# Task objective
An exact, complete copy of the data that follows is needed.
━━━━━ Given records
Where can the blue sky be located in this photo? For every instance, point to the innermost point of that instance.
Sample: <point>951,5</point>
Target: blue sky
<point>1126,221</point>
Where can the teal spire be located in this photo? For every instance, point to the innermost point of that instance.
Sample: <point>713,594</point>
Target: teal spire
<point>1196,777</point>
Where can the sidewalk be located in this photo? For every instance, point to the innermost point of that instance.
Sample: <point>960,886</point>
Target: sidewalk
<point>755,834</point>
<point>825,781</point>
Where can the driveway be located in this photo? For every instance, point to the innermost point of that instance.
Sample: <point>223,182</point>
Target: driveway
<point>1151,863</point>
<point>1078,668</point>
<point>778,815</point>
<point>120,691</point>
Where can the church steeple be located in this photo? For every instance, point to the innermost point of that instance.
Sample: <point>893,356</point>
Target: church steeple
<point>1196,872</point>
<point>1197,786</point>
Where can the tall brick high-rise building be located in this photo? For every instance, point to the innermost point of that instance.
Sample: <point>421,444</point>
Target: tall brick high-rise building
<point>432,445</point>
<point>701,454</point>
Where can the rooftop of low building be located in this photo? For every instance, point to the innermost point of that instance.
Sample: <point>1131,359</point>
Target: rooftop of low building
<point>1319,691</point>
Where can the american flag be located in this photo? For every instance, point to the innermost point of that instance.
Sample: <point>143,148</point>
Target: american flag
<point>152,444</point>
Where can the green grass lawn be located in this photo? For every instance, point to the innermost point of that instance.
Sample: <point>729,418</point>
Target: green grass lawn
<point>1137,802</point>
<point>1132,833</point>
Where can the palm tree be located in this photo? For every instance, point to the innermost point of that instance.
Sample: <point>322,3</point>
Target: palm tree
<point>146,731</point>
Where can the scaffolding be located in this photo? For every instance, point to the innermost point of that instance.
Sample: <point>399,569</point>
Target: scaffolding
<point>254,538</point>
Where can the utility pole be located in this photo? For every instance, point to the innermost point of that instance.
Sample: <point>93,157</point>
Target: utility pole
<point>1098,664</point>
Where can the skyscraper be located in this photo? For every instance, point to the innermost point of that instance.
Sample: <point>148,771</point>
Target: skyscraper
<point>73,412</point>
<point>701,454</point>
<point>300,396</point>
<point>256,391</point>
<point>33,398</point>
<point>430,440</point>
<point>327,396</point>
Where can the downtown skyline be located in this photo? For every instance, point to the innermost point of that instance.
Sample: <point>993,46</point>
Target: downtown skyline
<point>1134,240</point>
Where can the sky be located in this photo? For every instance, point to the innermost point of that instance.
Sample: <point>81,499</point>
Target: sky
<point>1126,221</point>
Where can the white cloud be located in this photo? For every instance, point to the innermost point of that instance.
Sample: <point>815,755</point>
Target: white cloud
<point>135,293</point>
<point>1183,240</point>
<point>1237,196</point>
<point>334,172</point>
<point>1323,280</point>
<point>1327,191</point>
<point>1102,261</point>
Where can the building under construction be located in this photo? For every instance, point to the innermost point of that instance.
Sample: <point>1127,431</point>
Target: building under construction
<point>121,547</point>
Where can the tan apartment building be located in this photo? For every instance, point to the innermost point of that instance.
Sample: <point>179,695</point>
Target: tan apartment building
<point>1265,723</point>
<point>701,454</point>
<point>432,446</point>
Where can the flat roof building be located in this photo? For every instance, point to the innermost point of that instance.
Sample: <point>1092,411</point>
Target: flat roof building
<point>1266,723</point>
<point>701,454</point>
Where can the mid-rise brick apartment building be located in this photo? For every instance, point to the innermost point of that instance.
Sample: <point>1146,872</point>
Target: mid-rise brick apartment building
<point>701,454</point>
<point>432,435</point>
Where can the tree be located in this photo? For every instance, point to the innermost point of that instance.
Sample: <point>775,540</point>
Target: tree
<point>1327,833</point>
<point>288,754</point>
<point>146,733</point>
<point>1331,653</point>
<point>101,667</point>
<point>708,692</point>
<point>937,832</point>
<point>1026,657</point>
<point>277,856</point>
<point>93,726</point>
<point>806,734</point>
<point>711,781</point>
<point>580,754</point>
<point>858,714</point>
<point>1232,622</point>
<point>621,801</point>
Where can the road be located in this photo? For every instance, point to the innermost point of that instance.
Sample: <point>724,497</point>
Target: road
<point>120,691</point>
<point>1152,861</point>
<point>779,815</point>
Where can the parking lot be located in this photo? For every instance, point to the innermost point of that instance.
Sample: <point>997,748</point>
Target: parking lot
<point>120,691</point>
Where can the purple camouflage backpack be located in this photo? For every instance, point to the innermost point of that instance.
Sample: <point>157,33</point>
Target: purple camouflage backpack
━━━━━━━━━━
# Task response
Where can the blue sky be located in this photo? For every instance, point to the innermost point of that instance.
Sample: <point>951,5</point>
Target: blue sky
<point>1126,221</point>
Where can the teal spire be located in this photo? For every instance, point to the innermost point of that instance.
Sample: <point>713,594</point>
Target: teal spire
<point>1196,777</point>
Where can the sidewalk be located in this photo? For every instance, point to the innermost point of that instance.
Sample: <point>960,886</point>
Target: sidewalk
<point>755,834</point>
<point>825,781</point>
Where can the driveway be located in this photo? For every instance, point to the innermost point of that instance.
Sample: <point>223,182</point>
Target: driveway
<point>1151,863</point>
<point>1078,668</point>
<point>778,815</point>
<point>120,691</point>
Where can the church steeple be located in this photo? For every instance, point to the innermost point of that instance.
Sample: <point>893,356</point>
Target: church steeple
<point>1196,872</point>
<point>1197,786</point>
Where can the tall brick high-rise building be located in this photo? For every instance, point to the innermost point of that instance.
Sample: <point>421,444</point>
Target: tall brick high-rise building
<point>432,445</point>
<point>701,454</point>
Where can the rooftop of low building be located in this photo? For every instance, point to the innermost point of that instance.
Sample: <point>1131,359</point>
Target: rooftop of low building
<point>1319,691</point>
Where can the american flag be located in this photo? For every instance, point to the innermost point of that instance.
Sample: <point>143,148</point>
Target: american flag
<point>152,444</point>
Where can the green grass lawn be located in this photo? For every instance, point to the innermost point of that instance.
Sample: <point>729,418</point>
Target: green grass lawn
<point>1137,802</point>
<point>1132,833</point>
Where can the palm tree be located in this photo? For every instance, point to the innermost point of that instance.
Sample: <point>322,3</point>
Target: palm tree
<point>146,731</point>
Where can the scaffolding be located in this photo? For every instance, point to the innermost point of that instance.
Sample: <point>399,569</point>
Target: scaffolding
<point>254,538</point>
Where can the utility pole be located in this photo? For every instance, point to the innermost point of that instance.
Sample: <point>93,157</point>
Target: utility pole
<point>1098,664</point>
Where can the skyscraper be located in this photo? For every instance, point to the innermost point of that instance.
Sample: <point>148,771</point>
Target: skyscraper
<point>73,412</point>
<point>701,454</point>
<point>300,396</point>
<point>256,391</point>
<point>33,398</point>
<point>430,440</point>
<point>327,396</point>
Where can the downtown skyline be located in this photo? For every instance, point to the innermost point of that instance.
Sample: <point>993,46</point>
Target: downtown skyline
<point>1134,240</point>
Where can the sky be located in this photo? For every instance, point to the innermost point of that instance.
Sample: <point>81,499</point>
Target: sky
<point>1126,221</point>
Where can the white cloud be located in this photo? For every instance, point to the innermost point of that instance.
Sample: <point>815,755</point>
Target: white cloud
<point>135,293</point>
<point>1183,240</point>
<point>1237,196</point>
<point>334,172</point>
<point>1323,280</point>
<point>1327,191</point>
<point>1102,261</point>
Where can the building under construction be located in this photo? For every instance, point to the innermost point of that instance.
Sample: <point>1127,431</point>
Target: building under construction
<point>121,547</point>
Where can the tan apartment building be located in this photo? For every instance, point to the innermost point of that instance.
Sample: <point>179,695</point>
Target: tan apartment building
<point>1265,723</point>
<point>701,454</point>
<point>432,446</point>
Where can the flat roof building be located in this photo? For every instance, point to the innermost point of that instance.
Sample: <point>1092,411</point>
Target: flat roof building
<point>1266,723</point>
<point>701,454</point>
Where can the mid-rise brick apartment building be located in this photo? For every instance, point to the innermost point of that instance.
Sample: <point>1146,872</point>
Target: mid-rise brick apartment building
<point>701,454</point>
<point>432,435</point>
Where can the tree be located in this photo? For every instance, point to the innermost point of that instance.
Sample: <point>775,540</point>
Target: tree
<point>1327,833</point>
<point>288,754</point>
<point>146,733</point>
<point>1331,653</point>
<point>101,667</point>
<point>708,692</point>
<point>937,832</point>
<point>1026,657</point>
<point>277,856</point>
<point>93,726</point>
<point>806,734</point>
<point>711,781</point>
<point>580,754</point>
<point>858,714</point>
<point>1232,622</point>
<point>621,801</point>
Where can the road be located in this photo? For every instance, point to the innermost point of that instance.
Sample: <point>724,497</point>
Target: road
<point>120,691</point>
<point>1152,861</point>
<point>779,815</point>
Where can the parking lot be located in this photo? For every instance, point to the innermost point of that instance.
Sample: <point>997,748</point>
Target: parking lot
<point>120,691</point>
Where can the purple camouflage backpack be located in this photo? For every instance, point to the innermost point of that instance.
Sample: <point>157,33</point>
Target: purple camouflage backpack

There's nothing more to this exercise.